Identify and pull out each line of the entries in which "fish" occurs.
^^^^^^^^
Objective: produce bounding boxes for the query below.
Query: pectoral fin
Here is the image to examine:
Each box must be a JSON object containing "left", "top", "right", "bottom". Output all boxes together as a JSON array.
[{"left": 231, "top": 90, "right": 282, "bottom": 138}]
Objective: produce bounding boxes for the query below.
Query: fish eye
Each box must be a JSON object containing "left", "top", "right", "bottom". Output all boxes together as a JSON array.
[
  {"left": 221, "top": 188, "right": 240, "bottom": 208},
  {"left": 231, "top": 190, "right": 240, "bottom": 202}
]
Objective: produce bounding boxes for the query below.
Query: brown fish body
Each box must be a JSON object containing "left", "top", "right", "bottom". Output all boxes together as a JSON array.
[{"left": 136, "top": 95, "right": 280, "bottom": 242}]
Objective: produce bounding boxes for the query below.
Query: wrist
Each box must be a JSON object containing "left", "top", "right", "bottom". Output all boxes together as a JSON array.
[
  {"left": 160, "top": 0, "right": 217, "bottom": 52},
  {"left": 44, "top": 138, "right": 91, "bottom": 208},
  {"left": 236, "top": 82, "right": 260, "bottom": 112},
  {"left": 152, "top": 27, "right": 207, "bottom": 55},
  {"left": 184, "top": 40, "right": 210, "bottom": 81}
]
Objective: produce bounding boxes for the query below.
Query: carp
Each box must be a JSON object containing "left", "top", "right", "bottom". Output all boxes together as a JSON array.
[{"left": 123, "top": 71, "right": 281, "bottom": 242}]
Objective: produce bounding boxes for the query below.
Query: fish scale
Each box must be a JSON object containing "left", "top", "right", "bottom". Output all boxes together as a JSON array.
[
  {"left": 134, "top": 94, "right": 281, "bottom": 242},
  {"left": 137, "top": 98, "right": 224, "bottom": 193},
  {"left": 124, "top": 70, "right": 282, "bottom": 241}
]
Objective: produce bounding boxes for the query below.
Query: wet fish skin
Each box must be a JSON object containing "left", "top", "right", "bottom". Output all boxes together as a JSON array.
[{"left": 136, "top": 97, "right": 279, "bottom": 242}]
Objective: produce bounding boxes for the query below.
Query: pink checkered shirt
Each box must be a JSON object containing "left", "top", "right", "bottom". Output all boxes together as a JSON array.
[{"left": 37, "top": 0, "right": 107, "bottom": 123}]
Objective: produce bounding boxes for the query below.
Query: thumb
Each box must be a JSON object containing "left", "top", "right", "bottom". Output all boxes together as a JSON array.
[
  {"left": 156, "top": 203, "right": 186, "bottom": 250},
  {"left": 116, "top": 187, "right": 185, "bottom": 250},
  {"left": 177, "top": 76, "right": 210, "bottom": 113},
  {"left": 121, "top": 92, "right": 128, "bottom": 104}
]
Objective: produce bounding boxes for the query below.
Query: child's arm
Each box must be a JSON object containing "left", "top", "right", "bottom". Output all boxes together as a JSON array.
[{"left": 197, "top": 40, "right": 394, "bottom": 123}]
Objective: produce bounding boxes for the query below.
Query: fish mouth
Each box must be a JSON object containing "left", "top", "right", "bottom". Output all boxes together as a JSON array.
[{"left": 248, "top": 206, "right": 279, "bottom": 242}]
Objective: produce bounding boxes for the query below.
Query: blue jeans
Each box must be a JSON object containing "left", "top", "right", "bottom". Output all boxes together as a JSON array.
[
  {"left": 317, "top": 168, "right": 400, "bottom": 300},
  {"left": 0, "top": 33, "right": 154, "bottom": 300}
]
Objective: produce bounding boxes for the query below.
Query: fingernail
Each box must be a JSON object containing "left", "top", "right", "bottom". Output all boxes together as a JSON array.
^^^^^^^^
** OUTPUT FOR THIS EXERCISE **
Query: fish eye
Query: brown fish body
Query: fish scale
Query: wet fish skin
Query: fish mouth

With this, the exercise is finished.